- [Texte retenu]
#####
DÉFINITION. L’expression film performatif insiste et rencontre un certain succès. Mais comment la définir exactement ? L’adjectif performatif emporte avec lui deux significations : l’une, proprement linguistique, selon les critères proposés par Austin, relative aux verbes performatifs qui réalisent une action par le fait de leur énonciation, selon des conditions sociales déterminées, à l’instar des verbes baptiser ou promettre, la seconde relevant du champ plus général de la performance artistique depuis les années 1960. On assiste chez certains artistes ou cinéastes à une pratique performative du cinéma à la jointure de ces deux significations. Difficile de totalement séparer ces deux définitions : la performance au sens artistique, qui insiste sur la primauté de l’événement et de l’expérience, emporte une dimension performative au sens linguistique. Le performatif ne s’applique plus seulement aux actes de langage mais caractérise aussi nos conduites sociales, politiques, sexuelles [4]. Il s’agit ici de performer le film en son absence. Le choix des qualificatifs adoptés par les artistes pour définir leur performance traduit la relative instabilité du format : conférence, conférence illustrée, conférence performative, projection, conférence-performance, conférence non-académique. Observons dans un premier temps ce que le film performatif n’est pas en le distinguant d’une conférence, d’un film, d’une pièce de théâtre ou d’une performance.
CRITÈRES.
— 1. Le film performatif emprunte souvent la forme de la conférence par la présence d’un orateur ou d’un lecteur face à un auditoire. Notons la présence éventuelle de certains éléments propres à la dramaturgie de la conférence : table, lampe, ordinateur, micro, lutrin, verre d’eau, écran de projection —; position assise ou non du conférencier —; choix ou non d’une amplification de la voix. L’artiste peut choisir d’exhiber les outils techniques de sa conférence (réglages en direct, présence du bureau de l’ordinateur sur l’écran), devenu lui-même une manière de projectionniste, d’appariteur ou de bateleur, à l’instar des séances de Jean-Marc Chapoulie, ou au contraire de présenter une continuité visuelle sans heurt ni rupture, véritable film augmenté de sa seule parole, à l’instar d’Alexis Guillier ou de Rabih Mroué. Sans doute la présence du corps de l’artiste, la place de la parole, l’adresse au public, la possibilité d’un débat à l’issue de la séance accusent-elles la dimension performative de la conférence qui réfléchit ses propres conditions de possibilité en parcourant une archive (Graeme Thomson et Silvia Maglioni), en évoquant un film à venir impossible et virtuel (Uriel Orlow), en confondant fiction et document (Alexis Guillier), en analysant des images trouvées sur YouTube (Rabih Mroué). La forme du métalogue batesonien affleure en filigrane [5]. Peut-on imaginer, comme le suggère Franck Leibovici, la simple conversation comme film performatif ?
#####
- [Consigne donnée a]
Dans le texte sur le film performatif, depuis quelles années le champ de la performance artistique est-il situé ?

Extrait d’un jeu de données
#####
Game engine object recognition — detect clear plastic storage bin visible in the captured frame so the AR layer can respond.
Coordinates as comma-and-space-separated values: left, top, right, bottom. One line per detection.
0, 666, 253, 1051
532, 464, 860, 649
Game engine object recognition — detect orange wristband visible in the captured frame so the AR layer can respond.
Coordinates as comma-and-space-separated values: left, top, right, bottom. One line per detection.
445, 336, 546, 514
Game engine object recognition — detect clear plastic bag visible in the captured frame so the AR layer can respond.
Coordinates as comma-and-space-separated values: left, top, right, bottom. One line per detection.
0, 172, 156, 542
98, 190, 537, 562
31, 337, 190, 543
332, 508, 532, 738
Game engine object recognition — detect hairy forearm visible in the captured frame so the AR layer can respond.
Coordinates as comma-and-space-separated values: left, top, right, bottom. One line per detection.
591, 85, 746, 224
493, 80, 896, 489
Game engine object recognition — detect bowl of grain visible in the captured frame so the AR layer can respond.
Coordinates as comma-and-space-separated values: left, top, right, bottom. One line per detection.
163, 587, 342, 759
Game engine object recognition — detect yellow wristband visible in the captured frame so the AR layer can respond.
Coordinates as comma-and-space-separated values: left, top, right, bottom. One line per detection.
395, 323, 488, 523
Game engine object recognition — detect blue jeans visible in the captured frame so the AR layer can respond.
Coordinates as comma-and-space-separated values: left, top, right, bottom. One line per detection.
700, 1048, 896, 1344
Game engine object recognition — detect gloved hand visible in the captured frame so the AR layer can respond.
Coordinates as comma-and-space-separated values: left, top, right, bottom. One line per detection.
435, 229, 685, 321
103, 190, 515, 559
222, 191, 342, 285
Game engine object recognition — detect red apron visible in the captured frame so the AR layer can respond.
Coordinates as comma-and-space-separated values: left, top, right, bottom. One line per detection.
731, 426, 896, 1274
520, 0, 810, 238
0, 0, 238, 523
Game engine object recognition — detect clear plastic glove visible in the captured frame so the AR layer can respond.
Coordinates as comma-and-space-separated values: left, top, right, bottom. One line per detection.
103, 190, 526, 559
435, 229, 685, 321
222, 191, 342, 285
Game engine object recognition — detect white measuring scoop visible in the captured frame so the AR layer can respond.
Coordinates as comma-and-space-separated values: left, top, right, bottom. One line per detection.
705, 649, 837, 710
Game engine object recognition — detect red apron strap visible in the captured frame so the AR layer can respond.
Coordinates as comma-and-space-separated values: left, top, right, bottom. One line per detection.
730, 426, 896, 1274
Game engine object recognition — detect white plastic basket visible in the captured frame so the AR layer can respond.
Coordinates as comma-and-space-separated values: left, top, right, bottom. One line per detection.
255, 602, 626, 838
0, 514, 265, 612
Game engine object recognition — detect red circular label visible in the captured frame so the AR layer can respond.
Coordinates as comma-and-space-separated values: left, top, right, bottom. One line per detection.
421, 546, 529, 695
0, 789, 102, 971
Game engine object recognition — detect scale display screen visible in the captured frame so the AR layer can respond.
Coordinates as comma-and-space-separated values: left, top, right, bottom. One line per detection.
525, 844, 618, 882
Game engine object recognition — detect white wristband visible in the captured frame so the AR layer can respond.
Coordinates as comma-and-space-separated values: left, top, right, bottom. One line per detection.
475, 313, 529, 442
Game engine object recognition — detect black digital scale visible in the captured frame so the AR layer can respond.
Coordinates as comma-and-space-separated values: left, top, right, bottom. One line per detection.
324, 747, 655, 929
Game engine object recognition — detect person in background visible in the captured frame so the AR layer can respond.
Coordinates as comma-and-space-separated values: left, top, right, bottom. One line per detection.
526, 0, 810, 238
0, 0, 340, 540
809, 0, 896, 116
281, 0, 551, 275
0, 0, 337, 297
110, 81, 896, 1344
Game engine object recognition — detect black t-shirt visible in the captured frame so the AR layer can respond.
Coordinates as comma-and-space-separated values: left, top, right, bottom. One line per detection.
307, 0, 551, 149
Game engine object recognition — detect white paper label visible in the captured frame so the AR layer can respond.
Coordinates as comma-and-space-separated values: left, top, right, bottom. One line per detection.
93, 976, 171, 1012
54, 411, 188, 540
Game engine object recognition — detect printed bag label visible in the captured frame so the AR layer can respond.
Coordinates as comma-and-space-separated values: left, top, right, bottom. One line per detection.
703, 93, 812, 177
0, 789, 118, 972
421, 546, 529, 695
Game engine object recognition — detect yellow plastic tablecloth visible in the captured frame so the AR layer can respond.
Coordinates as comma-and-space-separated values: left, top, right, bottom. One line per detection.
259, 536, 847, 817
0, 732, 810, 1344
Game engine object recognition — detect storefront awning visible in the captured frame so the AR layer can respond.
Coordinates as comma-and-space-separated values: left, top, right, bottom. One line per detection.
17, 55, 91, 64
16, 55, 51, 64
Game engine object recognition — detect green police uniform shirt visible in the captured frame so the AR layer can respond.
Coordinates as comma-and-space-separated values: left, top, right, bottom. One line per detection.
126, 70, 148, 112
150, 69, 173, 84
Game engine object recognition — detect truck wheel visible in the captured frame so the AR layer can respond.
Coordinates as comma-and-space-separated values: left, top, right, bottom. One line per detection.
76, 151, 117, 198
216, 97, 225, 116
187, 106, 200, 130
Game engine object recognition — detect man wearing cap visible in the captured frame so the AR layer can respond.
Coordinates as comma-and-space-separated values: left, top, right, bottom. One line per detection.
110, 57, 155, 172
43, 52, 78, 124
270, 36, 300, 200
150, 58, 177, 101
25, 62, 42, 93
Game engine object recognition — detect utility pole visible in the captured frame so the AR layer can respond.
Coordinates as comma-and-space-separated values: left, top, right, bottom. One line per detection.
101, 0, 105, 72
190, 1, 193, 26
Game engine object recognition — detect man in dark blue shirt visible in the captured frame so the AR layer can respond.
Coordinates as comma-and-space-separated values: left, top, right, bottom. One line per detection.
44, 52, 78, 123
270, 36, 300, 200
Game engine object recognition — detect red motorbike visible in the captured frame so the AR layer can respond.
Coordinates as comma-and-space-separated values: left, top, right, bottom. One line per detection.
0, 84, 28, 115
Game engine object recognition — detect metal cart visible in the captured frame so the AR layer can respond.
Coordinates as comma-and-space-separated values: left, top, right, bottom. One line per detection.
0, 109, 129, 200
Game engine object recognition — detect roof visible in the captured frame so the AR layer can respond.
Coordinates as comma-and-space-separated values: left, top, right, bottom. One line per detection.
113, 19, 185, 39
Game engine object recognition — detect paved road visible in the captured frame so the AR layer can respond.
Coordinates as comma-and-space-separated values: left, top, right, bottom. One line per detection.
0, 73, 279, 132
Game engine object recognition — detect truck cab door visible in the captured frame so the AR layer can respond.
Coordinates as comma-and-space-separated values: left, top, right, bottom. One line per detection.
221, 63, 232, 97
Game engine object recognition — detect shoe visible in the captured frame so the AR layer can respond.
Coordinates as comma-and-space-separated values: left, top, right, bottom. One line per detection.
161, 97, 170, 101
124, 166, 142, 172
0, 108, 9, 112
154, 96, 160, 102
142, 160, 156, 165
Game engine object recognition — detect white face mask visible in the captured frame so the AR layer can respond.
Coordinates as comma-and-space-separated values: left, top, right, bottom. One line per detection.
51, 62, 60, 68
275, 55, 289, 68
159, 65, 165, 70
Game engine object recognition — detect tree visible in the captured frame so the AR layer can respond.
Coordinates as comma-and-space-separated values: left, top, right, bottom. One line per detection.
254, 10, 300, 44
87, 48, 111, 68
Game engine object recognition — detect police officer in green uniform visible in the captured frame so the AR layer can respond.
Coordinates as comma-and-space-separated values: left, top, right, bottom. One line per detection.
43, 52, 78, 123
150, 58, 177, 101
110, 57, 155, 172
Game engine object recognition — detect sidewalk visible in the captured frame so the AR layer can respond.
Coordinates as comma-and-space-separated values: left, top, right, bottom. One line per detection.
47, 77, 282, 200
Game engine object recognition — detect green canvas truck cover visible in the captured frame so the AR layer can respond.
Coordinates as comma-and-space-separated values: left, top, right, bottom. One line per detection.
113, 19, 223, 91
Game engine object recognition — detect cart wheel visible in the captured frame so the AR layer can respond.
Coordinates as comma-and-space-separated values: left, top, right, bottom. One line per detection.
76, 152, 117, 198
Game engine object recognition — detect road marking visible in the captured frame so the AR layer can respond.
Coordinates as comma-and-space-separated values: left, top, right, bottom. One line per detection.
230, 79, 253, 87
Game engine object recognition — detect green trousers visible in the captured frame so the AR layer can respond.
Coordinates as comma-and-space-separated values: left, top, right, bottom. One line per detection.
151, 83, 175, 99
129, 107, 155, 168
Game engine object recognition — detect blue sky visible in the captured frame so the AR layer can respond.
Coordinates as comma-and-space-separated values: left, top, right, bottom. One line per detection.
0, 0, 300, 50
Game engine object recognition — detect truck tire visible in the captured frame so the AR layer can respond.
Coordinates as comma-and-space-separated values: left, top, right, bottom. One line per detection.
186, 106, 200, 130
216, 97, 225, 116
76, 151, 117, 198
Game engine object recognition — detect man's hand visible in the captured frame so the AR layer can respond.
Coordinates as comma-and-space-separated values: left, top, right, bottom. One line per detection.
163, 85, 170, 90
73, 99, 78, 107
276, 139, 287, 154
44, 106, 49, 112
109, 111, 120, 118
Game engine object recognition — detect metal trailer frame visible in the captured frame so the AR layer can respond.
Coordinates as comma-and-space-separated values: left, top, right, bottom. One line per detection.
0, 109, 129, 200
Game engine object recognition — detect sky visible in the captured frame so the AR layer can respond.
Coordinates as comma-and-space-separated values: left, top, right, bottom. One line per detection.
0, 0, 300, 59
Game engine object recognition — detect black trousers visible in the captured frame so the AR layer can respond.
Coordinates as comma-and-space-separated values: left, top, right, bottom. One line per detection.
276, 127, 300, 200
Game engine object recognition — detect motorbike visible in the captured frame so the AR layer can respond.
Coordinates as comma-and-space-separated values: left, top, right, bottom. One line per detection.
#####
- [Consigne donnée b]
Mettez à jour les enregistrements, de la ligne contenant « Game engine object recognition — detect metal trailer » jusqu’à la dernière ligne des enregistrements comprise. Reprenez ces lignes en remplaçant « motorbike » par « motorcycle », sans rien modifier d’autre.

- [Résultat obtenu a]
Depuis les années 1960.

- [Résultat obtenu b]
Game engine object recognition — detect metal trailer frame visible in the captured frame so the AR layer can respond.
Coordinates as comma-and-space-separated values: left, top, right, bottom. One line per detection.
0, 109, 129, 200
Game engine object recognition — detect sky visible in the captured frame so the AR layer can respond.
Coordinates as comma-and-space-separated values: left, top, right, bottom. One line per detection.
0, 0, 300, 59
Game engine object recognition — detect black trousers visible in the captured frame so the AR layer can respond.
Coordinates as comma-and-space-separated values: left, top, right, bottom. One line per detection.
276, 127, 300, 200
Game engine object recognition — detect motorcycle visible in the captured frame so the AR layer can respond.
Coordinates as comma-and-space-separated values: left, top, right, bottom. One line per detection.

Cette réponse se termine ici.